§ DIRECTIONS: Restate the whole listing exactly, leaving nothing out.

§ RECORDS FOR THE EXERCISE:
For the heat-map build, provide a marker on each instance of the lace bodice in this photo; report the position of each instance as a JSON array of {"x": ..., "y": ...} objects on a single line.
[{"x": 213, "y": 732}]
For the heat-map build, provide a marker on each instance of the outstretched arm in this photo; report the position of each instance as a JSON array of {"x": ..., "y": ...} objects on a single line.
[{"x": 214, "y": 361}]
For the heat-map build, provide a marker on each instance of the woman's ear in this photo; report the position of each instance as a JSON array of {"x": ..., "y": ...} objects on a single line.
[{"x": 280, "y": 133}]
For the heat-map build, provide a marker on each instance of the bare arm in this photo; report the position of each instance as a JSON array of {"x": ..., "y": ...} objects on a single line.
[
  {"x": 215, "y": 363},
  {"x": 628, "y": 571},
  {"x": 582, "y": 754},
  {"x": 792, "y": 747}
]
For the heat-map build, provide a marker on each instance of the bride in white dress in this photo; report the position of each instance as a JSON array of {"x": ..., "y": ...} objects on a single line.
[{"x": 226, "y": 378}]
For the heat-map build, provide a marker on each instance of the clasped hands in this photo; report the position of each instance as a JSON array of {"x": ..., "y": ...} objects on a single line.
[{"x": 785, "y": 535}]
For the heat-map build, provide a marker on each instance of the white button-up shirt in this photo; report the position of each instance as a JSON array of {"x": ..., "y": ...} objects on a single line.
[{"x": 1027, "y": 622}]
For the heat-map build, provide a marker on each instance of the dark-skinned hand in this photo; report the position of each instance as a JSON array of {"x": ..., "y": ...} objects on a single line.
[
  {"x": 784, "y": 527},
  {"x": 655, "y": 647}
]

§ RESPONSE FOR THIS EXERCISE:
For the heat-map build, provide a marker on each instance of the lace bodice in this photo; report the position of each instance as a JSON array of {"x": ..., "y": ...} objects on a single line.
[{"x": 213, "y": 732}]
For the heat-map build, provide a marker on each instance of the outstretched arm in this photo; report the position of each instance as a JSON array of {"x": ..., "y": ...} objects on a single line.
[{"x": 214, "y": 361}]
For the heat-map build, provide a marker on each instance of the woman's ear in this photo; report the position of each instance as a JSON array of {"x": ..., "y": ...} objects on a single line.
[{"x": 280, "y": 133}]
For the heat-map build, provide a marker on each instance of the bare arm in this photo; report the position of each instance as a JSON array of {"x": ..., "y": ...} objects on a single line.
[
  {"x": 215, "y": 363},
  {"x": 628, "y": 571},
  {"x": 582, "y": 754},
  {"x": 792, "y": 747}
]
For the heat-map build, provide a marker on each instance of the bride in white dress in this photo; report the position of each instance as a JSON array of {"x": ..., "y": ...} objects on a single line.
[{"x": 226, "y": 378}]
For the heat-map build, provide a marker on each instance of the clasped hands in this photo; report the position of each instance as a JSON array of {"x": ..., "y": ...} objects on a single line.
[{"x": 785, "y": 535}]
For the heat-map build, provide a marker on each instance of the white button-up shirt in this photo; report the position of each instance as a JSON array of {"x": ..., "y": ...} objects on a single line.
[{"x": 1027, "y": 622}]
For the heat-map build, provide a marker on each instance of the dark-skinned hand in this photo; report the position of each instance as a JSON array of {"x": ..., "y": ...} objects on a single line.
[
  {"x": 784, "y": 527},
  {"x": 655, "y": 647}
]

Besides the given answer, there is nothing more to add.